Materials provided:

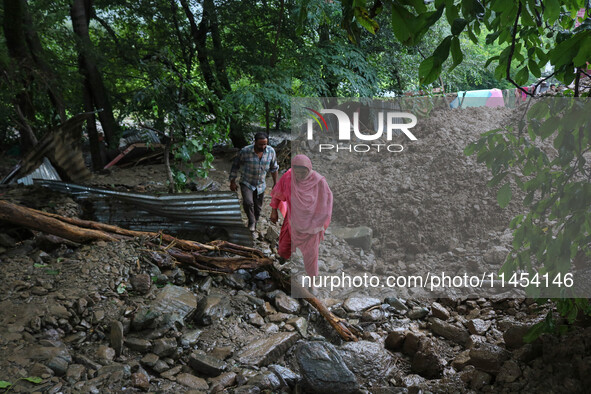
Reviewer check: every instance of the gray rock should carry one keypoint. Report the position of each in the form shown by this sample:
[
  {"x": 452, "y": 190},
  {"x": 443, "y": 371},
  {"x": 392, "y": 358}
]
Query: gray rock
[
  {"x": 397, "y": 304},
  {"x": 105, "y": 354},
  {"x": 190, "y": 337},
  {"x": 116, "y": 336},
  {"x": 426, "y": 362},
  {"x": 323, "y": 369},
  {"x": 395, "y": 339},
  {"x": 300, "y": 324},
  {"x": 138, "y": 344},
  {"x": 219, "y": 383},
  {"x": 140, "y": 380},
  {"x": 141, "y": 283},
  {"x": 439, "y": 311},
  {"x": 359, "y": 304},
  {"x": 74, "y": 373},
  {"x": 513, "y": 335},
  {"x": 171, "y": 305},
  {"x": 417, "y": 312},
  {"x": 265, "y": 381},
  {"x": 367, "y": 359},
  {"x": 55, "y": 358},
  {"x": 266, "y": 350},
  {"x": 411, "y": 343},
  {"x": 272, "y": 235},
  {"x": 478, "y": 326},
  {"x": 509, "y": 372},
  {"x": 355, "y": 236},
  {"x": 487, "y": 357},
  {"x": 192, "y": 381},
  {"x": 495, "y": 255},
  {"x": 164, "y": 347},
  {"x": 88, "y": 363},
  {"x": 286, "y": 375},
  {"x": 450, "y": 331},
  {"x": 212, "y": 308},
  {"x": 149, "y": 360},
  {"x": 205, "y": 364},
  {"x": 285, "y": 303}
]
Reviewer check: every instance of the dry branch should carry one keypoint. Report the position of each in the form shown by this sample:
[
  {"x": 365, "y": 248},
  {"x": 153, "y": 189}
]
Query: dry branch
[{"x": 189, "y": 253}]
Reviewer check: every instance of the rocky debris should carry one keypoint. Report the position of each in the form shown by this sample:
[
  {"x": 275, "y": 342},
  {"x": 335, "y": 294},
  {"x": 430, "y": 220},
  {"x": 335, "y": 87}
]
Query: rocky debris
[
  {"x": 356, "y": 236},
  {"x": 368, "y": 361},
  {"x": 449, "y": 331},
  {"x": 439, "y": 311},
  {"x": 172, "y": 304},
  {"x": 359, "y": 304},
  {"x": 478, "y": 326},
  {"x": 266, "y": 350},
  {"x": 116, "y": 336},
  {"x": 487, "y": 357},
  {"x": 286, "y": 304},
  {"x": 211, "y": 308},
  {"x": 426, "y": 361},
  {"x": 206, "y": 364},
  {"x": 323, "y": 369}
]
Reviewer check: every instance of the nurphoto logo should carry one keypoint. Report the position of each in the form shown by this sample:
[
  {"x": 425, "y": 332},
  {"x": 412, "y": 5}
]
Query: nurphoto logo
[{"x": 393, "y": 121}]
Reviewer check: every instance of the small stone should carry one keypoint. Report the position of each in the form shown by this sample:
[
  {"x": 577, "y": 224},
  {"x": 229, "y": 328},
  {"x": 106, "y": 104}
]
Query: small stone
[
  {"x": 116, "y": 336},
  {"x": 105, "y": 354},
  {"x": 417, "y": 312},
  {"x": 509, "y": 372},
  {"x": 205, "y": 364},
  {"x": 285, "y": 303},
  {"x": 138, "y": 344},
  {"x": 141, "y": 283},
  {"x": 149, "y": 360},
  {"x": 140, "y": 380},
  {"x": 359, "y": 304},
  {"x": 439, "y": 311},
  {"x": 192, "y": 381},
  {"x": 394, "y": 340},
  {"x": 478, "y": 326},
  {"x": 165, "y": 347}
]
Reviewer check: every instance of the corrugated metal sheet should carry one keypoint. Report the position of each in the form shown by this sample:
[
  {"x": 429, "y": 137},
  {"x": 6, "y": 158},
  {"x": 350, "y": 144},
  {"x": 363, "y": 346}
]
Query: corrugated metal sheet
[
  {"x": 201, "y": 215},
  {"x": 44, "y": 171}
]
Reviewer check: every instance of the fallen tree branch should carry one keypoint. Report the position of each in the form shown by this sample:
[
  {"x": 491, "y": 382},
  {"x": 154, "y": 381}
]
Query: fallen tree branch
[{"x": 188, "y": 253}]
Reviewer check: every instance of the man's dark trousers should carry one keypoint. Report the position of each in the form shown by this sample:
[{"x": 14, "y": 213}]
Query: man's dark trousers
[{"x": 252, "y": 203}]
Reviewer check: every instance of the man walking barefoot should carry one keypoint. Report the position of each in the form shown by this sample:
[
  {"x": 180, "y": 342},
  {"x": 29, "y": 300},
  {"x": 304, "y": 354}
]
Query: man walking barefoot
[{"x": 254, "y": 161}]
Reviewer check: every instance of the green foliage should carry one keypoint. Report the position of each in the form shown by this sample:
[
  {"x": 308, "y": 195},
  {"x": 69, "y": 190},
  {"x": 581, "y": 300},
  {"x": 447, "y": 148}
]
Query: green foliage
[
  {"x": 530, "y": 34},
  {"x": 556, "y": 230}
]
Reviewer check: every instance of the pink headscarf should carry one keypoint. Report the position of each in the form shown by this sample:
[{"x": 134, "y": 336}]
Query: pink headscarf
[{"x": 311, "y": 200}]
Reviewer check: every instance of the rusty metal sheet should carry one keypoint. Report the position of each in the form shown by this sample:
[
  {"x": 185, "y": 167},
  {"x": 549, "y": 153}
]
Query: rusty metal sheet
[{"x": 201, "y": 216}]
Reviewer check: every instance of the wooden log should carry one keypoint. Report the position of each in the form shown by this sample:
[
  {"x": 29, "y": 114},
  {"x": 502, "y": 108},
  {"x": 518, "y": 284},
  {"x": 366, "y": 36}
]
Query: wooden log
[
  {"x": 78, "y": 230},
  {"x": 31, "y": 219}
]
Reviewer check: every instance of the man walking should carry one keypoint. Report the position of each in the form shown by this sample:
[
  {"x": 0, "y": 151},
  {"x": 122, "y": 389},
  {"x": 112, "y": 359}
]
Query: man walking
[{"x": 254, "y": 161}]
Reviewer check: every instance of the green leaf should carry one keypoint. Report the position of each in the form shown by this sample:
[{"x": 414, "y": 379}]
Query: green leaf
[
  {"x": 522, "y": 76},
  {"x": 4, "y": 384},
  {"x": 403, "y": 24},
  {"x": 458, "y": 25},
  {"x": 34, "y": 379},
  {"x": 362, "y": 16},
  {"x": 442, "y": 51},
  {"x": 552, "y": 11},
  {"x": 456, "y": 53},
  {"x": 504, "y": 195},
  {"x": 429, "y": 70}
]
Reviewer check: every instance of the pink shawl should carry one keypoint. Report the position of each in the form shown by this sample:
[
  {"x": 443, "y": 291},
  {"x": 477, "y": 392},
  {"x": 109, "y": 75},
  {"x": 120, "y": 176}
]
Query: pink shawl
[{"x": 311, "y": 200}]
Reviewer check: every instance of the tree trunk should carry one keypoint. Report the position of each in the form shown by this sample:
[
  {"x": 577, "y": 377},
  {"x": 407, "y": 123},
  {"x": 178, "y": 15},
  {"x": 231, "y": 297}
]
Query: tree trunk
[
  {"x": 17, "y": 50},
  {"x": 80, "y": 14},
  {"x": 36, "y": 51}
]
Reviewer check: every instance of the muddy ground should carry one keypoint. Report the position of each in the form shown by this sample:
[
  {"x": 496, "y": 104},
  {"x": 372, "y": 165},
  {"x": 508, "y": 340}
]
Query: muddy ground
[{"x": 110, "y": 317}]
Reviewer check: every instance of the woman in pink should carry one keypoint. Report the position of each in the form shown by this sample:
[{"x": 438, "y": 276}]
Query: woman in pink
[{"x": 309, "y": 210}]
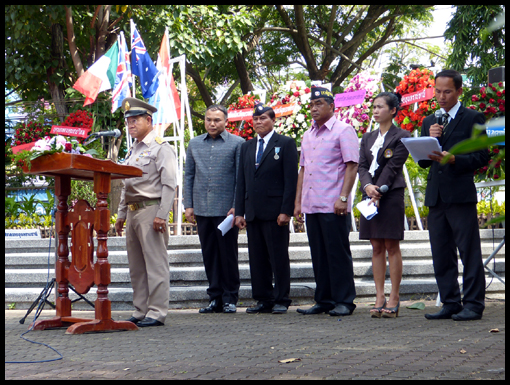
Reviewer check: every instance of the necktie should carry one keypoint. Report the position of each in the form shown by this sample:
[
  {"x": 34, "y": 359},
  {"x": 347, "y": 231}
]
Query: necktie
[
  {"x": 446, "y": 120},
  {"x": 259, "y": 153}
]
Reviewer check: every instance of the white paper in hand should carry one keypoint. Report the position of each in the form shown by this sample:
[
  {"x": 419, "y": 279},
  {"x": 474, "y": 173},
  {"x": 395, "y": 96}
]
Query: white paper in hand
[
  {"x": 226, "y": 225},
  {"x": 420, "y": 148},
  {"x": 368, "y": 211}
]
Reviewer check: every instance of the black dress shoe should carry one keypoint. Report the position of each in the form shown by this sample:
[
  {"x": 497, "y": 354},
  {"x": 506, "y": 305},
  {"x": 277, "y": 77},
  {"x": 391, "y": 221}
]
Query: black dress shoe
[
  {"x": 340, "y": 310},
  {"x": 229, "y": 308},
  {"x": 147, "y": 322},
  {"x": 445, "y": 313},
  {"x": 279, "y": 309},
  {"x": 466, "y": 315},
  {"x": 316, "y": 309},
  {"x": 259, "y": 308},
  {"x": 214, "y": 307}
]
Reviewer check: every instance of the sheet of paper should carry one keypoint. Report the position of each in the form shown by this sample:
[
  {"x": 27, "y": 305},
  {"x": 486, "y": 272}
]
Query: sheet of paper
[
  {"x": 226, "y": 225},
  {"x": 368, "y": 211},
  {"x": 421, "y": 147}
]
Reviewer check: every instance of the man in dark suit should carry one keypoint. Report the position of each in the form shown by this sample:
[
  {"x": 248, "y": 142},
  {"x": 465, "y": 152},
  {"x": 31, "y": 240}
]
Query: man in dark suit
[
  {"x": 265, "y": 192},
  {"x": 451, "y": 197}
]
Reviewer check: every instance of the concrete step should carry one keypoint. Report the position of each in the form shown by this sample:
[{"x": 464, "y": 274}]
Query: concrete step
[
  {"x": 196, "y": 297},
  {"x": 26, "y": 269}
]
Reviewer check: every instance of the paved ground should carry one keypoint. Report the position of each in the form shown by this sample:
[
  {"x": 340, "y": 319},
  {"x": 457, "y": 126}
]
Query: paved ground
[{"x": 243, "y": 346}]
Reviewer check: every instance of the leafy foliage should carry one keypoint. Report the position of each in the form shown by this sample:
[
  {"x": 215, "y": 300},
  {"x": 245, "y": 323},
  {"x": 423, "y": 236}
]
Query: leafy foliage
[{"x": 468, "y": 28}]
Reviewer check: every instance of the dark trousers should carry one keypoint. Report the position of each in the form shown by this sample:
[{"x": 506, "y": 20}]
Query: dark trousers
[
  {"x": 452, "y": 226},
  {"x": 328, "y": 236},
  {"x": 220, "y": 259},
  {"x": 268, "y": 250}
]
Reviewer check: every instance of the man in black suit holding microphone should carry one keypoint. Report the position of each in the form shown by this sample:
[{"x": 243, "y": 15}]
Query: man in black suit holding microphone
[
  {"x": 451, "y": 197},
  {"x": 265, "y": 193}
]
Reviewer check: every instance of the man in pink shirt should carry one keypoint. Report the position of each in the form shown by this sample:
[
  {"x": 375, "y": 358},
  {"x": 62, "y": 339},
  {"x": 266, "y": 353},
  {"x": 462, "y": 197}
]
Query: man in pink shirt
[{"x": 329, "y": 163}]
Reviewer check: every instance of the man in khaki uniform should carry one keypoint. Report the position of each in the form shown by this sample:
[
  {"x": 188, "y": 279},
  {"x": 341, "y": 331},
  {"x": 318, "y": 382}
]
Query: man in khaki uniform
[{"x": 145, "y": 203}]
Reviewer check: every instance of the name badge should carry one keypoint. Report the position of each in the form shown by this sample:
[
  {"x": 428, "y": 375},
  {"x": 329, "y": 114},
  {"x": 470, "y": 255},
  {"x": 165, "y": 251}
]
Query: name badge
[{"x": 276, "y": 152}]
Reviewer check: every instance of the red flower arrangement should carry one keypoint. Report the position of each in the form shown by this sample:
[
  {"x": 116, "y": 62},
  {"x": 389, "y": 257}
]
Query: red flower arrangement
[
  {"x": 417, "y": 80},
  {"x": 29, "y": 132},
  {"x": 490, "y": 100},
  {"x": 246, "y": 128},
  {"x": 495, "y": 170}
]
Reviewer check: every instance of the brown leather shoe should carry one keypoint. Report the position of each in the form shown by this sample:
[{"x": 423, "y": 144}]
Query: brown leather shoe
[{"x": 148, "y": 322}]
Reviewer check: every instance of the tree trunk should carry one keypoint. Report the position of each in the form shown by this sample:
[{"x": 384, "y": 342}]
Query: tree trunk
[
  {"x": 202, "y": 88},
  {"x": 56, "y": 89},
  {"x": 103, "y": 20},
  {"x": 78, "y": 66},
  {"x": 242, "y": 72}
]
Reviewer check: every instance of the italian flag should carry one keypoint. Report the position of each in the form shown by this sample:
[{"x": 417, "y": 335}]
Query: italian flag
[{"x": 100, "y": 76}]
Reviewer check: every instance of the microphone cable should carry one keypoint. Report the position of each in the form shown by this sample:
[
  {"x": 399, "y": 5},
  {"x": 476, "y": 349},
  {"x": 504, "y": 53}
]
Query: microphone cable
[{"x": 41, "y": 305}]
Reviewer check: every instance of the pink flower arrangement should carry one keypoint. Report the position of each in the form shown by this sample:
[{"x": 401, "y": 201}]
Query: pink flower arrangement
[{"x": 358, "y": 115}]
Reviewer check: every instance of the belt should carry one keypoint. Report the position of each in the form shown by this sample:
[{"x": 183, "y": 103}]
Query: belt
[{"x": 140, "y": 205}]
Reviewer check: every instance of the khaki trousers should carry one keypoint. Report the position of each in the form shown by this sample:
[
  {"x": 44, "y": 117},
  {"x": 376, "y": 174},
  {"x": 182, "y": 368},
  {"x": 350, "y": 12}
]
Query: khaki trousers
[{"x": 148, "y": 264}]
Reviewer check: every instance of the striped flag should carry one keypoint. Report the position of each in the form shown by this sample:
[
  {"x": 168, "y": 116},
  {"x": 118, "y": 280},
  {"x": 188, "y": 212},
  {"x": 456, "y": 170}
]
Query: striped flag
[
  {"x": 142, "y": 65},
  {"x": 100, "y": 76},
  {"x": 123, "y": 79},
  {"x": 166, "y": 98}
]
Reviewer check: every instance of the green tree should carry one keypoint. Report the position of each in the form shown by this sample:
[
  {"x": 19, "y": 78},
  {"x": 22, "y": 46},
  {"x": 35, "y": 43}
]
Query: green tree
[{"x": 475, "y": 48}]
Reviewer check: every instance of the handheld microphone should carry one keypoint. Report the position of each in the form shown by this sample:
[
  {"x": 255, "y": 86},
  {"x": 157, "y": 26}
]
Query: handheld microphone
[
  {"x": 439, "y": 117},
  {"x": 382, "y": 189},
  {"x": 115, "y": 133}
]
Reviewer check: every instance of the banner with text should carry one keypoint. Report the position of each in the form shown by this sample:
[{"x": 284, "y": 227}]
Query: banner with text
[
  {"x": 419, "y": 96},
  {"x": 350, "y": 98},
  {"x": 70, "y": 131},
  {"x": 246, "y": 113}
]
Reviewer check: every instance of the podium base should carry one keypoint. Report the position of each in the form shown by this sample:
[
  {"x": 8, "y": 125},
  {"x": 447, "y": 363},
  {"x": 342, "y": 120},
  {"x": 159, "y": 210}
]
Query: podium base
[{"x": 84, "y": 325}]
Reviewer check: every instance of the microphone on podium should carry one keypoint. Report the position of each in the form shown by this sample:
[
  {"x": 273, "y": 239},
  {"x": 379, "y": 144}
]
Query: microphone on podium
[
  {"x": 383, "y": 189},
  {"x": 439, "y": 117}
]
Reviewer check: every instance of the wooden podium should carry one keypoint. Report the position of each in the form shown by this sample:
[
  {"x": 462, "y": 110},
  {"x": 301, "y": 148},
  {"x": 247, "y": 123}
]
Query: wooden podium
[{"x": 80, "y": 221}]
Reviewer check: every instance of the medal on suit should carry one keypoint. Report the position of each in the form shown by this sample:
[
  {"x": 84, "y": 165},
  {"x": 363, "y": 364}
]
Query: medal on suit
[{"x": 388, "y": 153}]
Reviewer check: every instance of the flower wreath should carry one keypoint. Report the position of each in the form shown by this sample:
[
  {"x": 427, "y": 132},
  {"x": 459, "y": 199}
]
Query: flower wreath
[
  {"x": 296, "y": 124},
  {"x": 358, "y": 115},
  {"x": 417, "y": 80},
  {"x": 491, "y": 101}
]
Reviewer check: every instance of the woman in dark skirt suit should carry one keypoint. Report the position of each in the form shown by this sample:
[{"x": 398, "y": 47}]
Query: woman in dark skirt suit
[{"x": 386, "y": 229}]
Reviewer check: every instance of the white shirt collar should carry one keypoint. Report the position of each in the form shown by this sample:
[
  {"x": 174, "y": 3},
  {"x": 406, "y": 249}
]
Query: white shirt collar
[
  {"x": 266, "y": 138},
  {"x": 453, "y": 111}
]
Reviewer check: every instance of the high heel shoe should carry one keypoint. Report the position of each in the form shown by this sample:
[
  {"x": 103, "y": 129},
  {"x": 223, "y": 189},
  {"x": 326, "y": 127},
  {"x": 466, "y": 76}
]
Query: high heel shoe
[
  {"x": 393, "y": 311},
  {"x": 375, "y": 312}
]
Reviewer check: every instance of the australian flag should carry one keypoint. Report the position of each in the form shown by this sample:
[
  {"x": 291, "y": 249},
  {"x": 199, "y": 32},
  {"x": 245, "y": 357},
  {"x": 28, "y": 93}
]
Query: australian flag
[
  {"x": 123, "y": 78},
  {"x": 142, "y": 65}
]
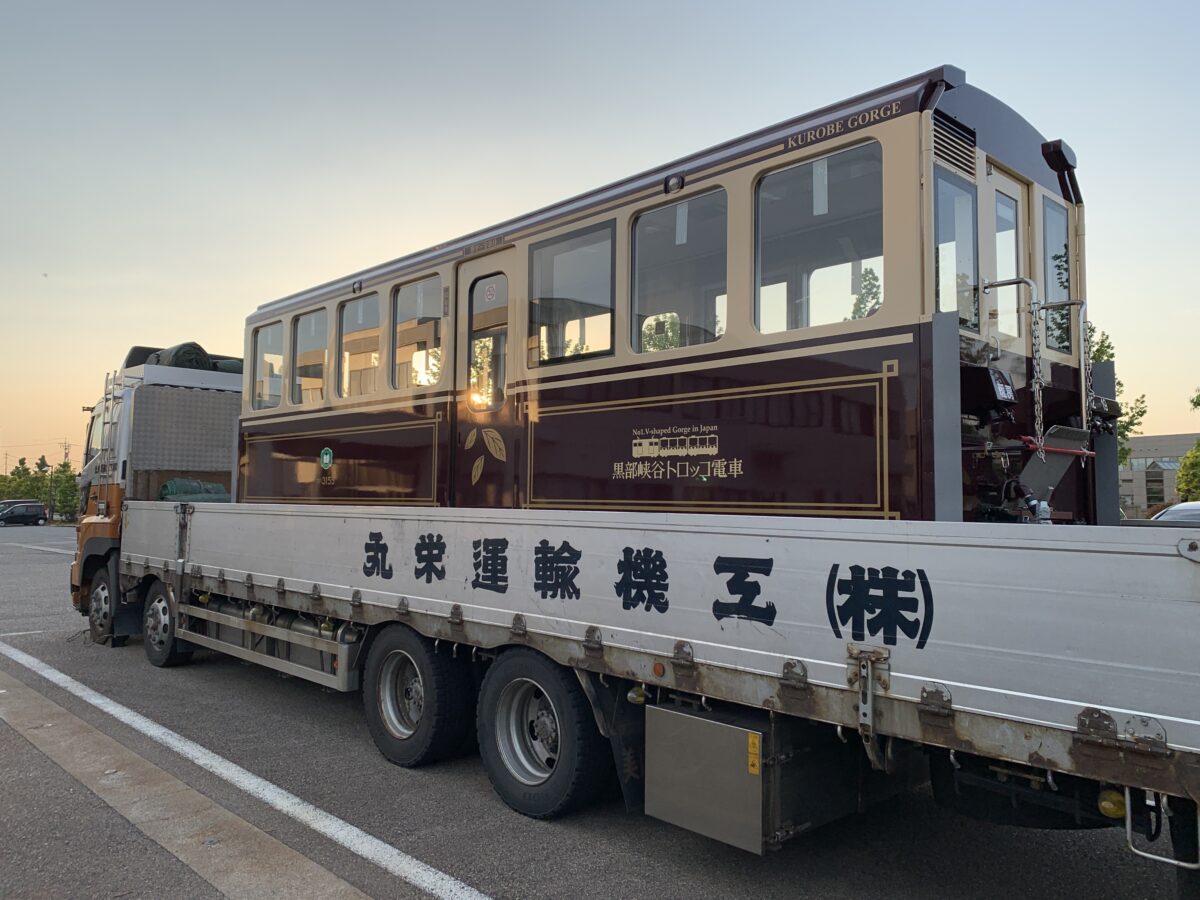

Direction: Pull out each line of the records that contains the string "collar", matching case exactly.

Exercise answer:
Reviewer check: every instance of the white shirt collar should carry one keypoint. Report the position of each in the form shown by this sample:
Query: white shirt collar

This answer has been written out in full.